■ What you need to do:
Please render the records below as a two-column CSV with the headers input and output, one row per record: the record's text goes in input and its answer in output, each as a single quoted field with line breaks replaced by spaces. Leave the pictures out.

■ Records supplied:
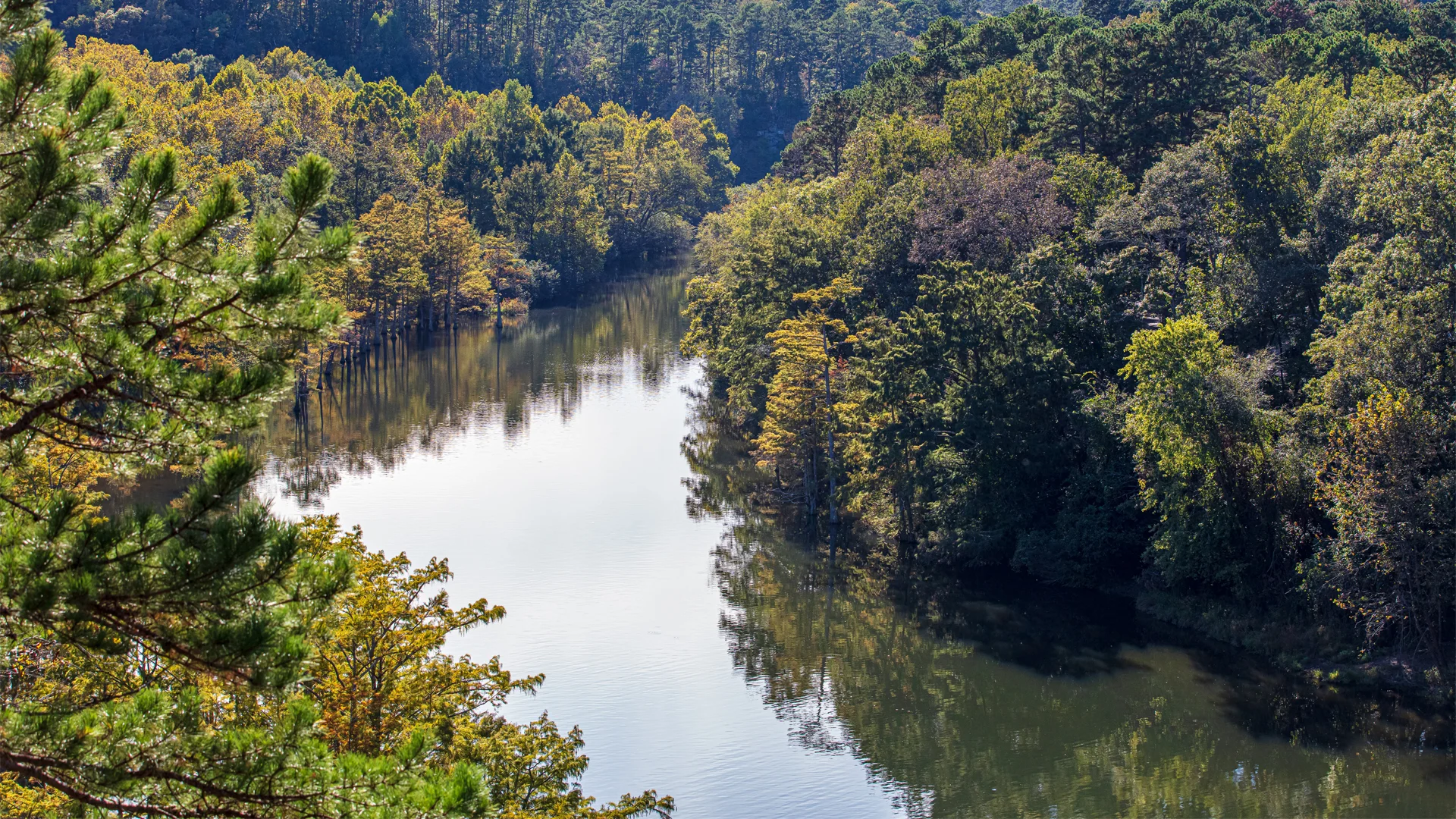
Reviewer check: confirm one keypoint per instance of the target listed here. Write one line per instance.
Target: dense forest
(755, 67)
(1149, 297)
(172, 249)
(460, 202)
(1161, 305)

■ Result of this exercise:
input,output
"Reviewer check: confirm one keypoint per instance of the target listed here. Write one line per instance. Target: dense forest","(755, 67) (1149, 297) (172, 249) (460, 202) (1161, 305)"